SHAWMUT BANK, N.A.
vs.
ALLEN MILLER & another.[1]
Supreme Judicial Court of Massachusetts, Suffolk.
April 7, 1993. June 9, 1993.Present: LIACOS, C.J., WILKINS, NOLAN, LYNCH, & O'CONNOR, JJ.
Richard M. Passalacqua for the defendants.
Howard M. Brown (Richard E. Gentilli with him) for the plaintiff.
Anthony M. Feeherry, Leigh P. Perkins & Jacqueline Scott Corley, for Massachusetts Bankers Association, Inc., amicus curiae, submitted a brief.
*483 WILKINS, J.
The Millers, guarantors of a note given to the Framingham Trust Company, which has since merged into the plaintiff bank (bank), appeal from a judgment on the note entered against them following allowance of the bank's motion for summary judgment and the dismissal of the Millers' counterclaim.[2] We transferred the Millers' appeal to this court on our own motion and now affirm the judgment.[3]
In May, 1987, Miller Furs, Inc., executed a revolving note payable to the plaintiff bank's predecessor.[4] The note states that Miller Furs promises "to pay, on demand to the [bank] or order ... an amount not to exceed [$1,000,000]." The Millers each individually guaranteed the obligations of Miller Furs to the bank. For the purposes of this appeal, the obligations of the Millers and the rights of the bank against them are the same as the obligations of Miller Furs and the rights of the bank against Miller Furs.

WORK TO COMPLETE = Continue the court opinion in Shawmut Bank v. Miller from the point where it stops.

PROVIDED DATA =
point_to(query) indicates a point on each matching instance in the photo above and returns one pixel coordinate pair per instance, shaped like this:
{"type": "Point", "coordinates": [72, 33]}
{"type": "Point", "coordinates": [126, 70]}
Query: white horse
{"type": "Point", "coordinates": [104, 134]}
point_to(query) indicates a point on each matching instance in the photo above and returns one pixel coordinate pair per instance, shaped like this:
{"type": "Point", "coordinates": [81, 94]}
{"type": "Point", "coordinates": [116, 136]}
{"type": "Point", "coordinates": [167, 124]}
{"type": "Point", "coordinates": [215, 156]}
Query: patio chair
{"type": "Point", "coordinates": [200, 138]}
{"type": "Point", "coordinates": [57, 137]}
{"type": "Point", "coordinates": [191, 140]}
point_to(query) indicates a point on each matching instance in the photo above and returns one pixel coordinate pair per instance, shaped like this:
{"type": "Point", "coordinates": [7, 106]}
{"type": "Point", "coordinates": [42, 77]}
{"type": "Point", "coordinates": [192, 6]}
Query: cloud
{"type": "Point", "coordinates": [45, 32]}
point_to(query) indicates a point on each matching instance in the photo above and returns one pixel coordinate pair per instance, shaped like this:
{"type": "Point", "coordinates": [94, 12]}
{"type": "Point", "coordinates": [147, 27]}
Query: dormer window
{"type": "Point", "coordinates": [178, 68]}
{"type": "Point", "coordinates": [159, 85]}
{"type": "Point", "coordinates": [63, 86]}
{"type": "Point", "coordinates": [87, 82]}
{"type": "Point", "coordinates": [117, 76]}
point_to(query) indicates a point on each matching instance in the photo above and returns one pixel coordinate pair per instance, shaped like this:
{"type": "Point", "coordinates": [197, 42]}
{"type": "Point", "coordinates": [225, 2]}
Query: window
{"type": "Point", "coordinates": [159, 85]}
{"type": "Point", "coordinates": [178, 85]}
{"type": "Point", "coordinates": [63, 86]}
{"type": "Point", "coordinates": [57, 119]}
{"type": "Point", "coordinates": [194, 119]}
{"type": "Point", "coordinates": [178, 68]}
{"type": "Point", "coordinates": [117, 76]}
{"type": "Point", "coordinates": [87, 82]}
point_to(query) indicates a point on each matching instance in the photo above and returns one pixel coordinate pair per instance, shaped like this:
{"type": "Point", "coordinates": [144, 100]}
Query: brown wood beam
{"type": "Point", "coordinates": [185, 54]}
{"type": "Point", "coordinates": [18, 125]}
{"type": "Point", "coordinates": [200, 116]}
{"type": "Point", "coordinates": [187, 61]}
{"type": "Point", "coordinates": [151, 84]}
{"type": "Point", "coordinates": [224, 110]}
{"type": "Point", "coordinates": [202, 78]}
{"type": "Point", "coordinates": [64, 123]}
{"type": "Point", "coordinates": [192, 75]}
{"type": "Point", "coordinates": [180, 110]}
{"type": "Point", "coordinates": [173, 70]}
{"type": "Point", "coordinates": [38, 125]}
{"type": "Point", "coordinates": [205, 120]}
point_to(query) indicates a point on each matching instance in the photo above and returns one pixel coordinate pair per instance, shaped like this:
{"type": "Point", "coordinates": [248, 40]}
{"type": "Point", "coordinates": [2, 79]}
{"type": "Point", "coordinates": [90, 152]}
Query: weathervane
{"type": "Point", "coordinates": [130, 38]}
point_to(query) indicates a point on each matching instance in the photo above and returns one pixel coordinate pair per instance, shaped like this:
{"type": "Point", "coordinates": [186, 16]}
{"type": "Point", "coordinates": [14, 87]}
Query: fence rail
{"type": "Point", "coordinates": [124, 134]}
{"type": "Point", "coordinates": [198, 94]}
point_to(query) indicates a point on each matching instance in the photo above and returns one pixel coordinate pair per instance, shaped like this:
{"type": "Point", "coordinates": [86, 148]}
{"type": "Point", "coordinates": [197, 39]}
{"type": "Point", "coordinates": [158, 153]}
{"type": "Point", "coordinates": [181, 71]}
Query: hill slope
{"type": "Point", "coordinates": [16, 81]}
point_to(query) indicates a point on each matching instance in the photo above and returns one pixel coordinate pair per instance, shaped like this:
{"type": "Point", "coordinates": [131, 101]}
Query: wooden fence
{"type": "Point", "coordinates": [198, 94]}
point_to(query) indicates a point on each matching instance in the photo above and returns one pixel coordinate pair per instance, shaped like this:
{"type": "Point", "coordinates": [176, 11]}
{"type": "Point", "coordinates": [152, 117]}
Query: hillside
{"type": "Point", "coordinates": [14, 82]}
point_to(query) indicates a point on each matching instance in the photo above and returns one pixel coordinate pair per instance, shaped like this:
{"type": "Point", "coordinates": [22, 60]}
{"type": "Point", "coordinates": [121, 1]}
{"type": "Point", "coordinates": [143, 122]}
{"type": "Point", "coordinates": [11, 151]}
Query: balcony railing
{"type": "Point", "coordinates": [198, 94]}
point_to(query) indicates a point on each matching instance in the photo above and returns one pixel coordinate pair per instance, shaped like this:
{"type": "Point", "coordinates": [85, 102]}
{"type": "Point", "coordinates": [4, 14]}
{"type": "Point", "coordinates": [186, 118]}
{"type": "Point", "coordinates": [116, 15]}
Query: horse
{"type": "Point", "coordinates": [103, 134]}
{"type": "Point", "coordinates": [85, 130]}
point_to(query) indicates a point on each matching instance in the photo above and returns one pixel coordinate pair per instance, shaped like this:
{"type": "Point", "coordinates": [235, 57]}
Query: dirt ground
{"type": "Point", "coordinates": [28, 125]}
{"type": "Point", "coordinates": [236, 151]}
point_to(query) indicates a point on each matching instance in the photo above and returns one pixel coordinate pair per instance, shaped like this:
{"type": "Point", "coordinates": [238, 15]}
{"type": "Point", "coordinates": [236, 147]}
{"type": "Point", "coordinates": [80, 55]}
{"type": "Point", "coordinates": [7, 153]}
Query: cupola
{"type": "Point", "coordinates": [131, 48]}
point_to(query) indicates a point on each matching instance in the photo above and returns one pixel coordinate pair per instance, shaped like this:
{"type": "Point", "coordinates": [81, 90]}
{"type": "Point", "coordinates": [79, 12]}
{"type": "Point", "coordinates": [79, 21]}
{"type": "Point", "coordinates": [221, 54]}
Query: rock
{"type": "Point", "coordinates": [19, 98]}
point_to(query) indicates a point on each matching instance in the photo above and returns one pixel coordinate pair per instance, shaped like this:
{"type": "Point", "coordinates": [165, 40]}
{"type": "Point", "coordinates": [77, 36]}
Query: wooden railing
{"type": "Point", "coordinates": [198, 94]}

RESPONSE TO THE EXERCISE =
The dispute focuses on the question whether the bank must have been acting in good faith when, in July, 1990, it demanded payment of the note. Because of language in the loan documents, which we shall set forth subsequently, the Millers argue that the note is not a demand note, that the bank had to be acting in good faith in calling the note, and *484 that, because there are disputes of material fact as to the bank's good faith, summary judgment should not have been granted in the bank's favor. We conclude that the note is a demand note, that the bank agreed to a limitation on the rights that it otherwise would have had as the holder of a straightforward demand note, but that the bank may prevail on summary judgment because it does not matter whether the bank was or was not acting in good faith in deciding to demand payment of the balance due on the note.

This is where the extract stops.